■ Quoted text ■
Another one Tansu Çiller (firt woman prime minister of Türkiye):

"yeni emplementasyonlara başladık" (trying to tell implementation) 

Another example Recep Tayyip Erdoğan (Prime Minister of Türkiye) :

"next year inşallah"

And other common usages from Turkish people:

full dolu
print ettin mi?
relax olmak
delete etmek
check ettin mi?
load etmek
o anda ondan oyle bir hareket ekspekte etmiyordum.(!)
bu kadarı enough bana.(!)
backup'ınız olmadan gelmeyin derse (!)

**D*isgusting! these are what *I*'ve remembered now. Everybody can easily make additions to these examples!

I think reasons of these are desire to imitate the west, side effects of imperialism, or personally "*H*ow can *I* be more intellectual", or to attract attention of somebody...

*I* want to conclude with Aziz Nesin (one of the most important author of Türkiye) and Falih Rıfkı Atay (journalist and author)

Aziz Nesin :

*"Eğer anadolunun bir köyünde hayatında tek bir kelime ingilizce bilmeyen, öğrenmemis bir çocuk seven up demek yerine 'sevın ap' diyorsa burda bir sorun vardır."* 

Falih Rıfkı Atay:

*"Taklit ve özenti devri en çok bizde sürmüştür."*


**I think It's essential to make people conscious of these. Wake up, wake up! Don't let to die your cultures!*


----------



## avok

badgrammar said:


> What is kind of a pity is that, if you take the example of "beach" "plaj" and "sahil" with the definitions you gave the above, then it's like saying:
> American-style beach = Excellent
> European style beach = Normal
> Turkish style beach = Less desirable
> 
> So it is (maybe unintentional) derogatory. Hidden meanings and insinuations may lurk behind some of these borrowed words, and using them may re-inforce the idea... But (there's always a but!), languages do inevitably evolve and incorporate words from other languages. This is probably truer now than ever before with internet and cable tv!

■ To be done ■
• 1. From the thread on English in Turkish speech, list every public figure it names or quotes, each with the role it gives them.
• 2. Carry the thread on English in Turkish speech forward from its final line, keeping the voice of a forum reply.

■ Data block ■
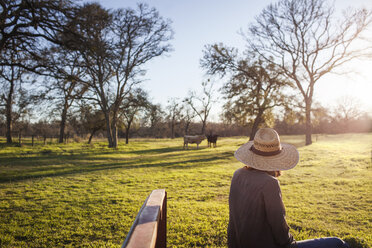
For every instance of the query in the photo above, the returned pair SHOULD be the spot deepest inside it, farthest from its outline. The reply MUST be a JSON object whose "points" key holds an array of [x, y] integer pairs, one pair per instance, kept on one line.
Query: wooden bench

■ Results of the tasks ■
• 1.
Tansu Çiller: first woman prime minister of Türkiye
Recep Tayyip Erdoğan: Prime Minister of Türkiye
Aziz Nesin: one of Türkiye's most important authors
Falih Rıfkı Atay: journalist and author

• 2.
> 
> I do remember one of my teachers who explained that languages that continue to evolve are vigorous and very much alive. When they stop evolving, it's bad news, and probably a sign of their demise (usually because the language is being abandoned altogether and another one used in its place).
> 
> Just playing the Devil's Advocate!


 
I think you are right...English, itself, borrowed thousands of words from French but at least, being Indo-European, they are related. Maybe I would not mind that much, if there were Mongolian, Azeri, or even Greek words in Turkish but "beach" just sounds so....artificial. Who knows? I may get used to it too, in fifty years of time 

And hidden meanings of the borrowed words...I wonder what Freud would think of that ? Since USA is the strongest, it seems to me that "beach" is better than "plage" 




> Originally Posted by *Bahane*
> 
> And other common usages from Turkish people:
> 
> full dolu
> print ettin mi?
> relax olmak
> delete etmek
> check ettin mi?
> load etmek


 
I also "download" and "print"  just like every one else,


----------



## Binapesi

I remember TDK started a campaign (dunno if the right word) for not using foreign words in everyday life if they mean something in Turkish. When you join the campaign, they regularly (once in a day) send you an e-mail includes a Turkish word and its Turkish explanation and a foreign word (that we use in life although Turkish contains a word in the same meaning) with its Turkish meaning and an explanation.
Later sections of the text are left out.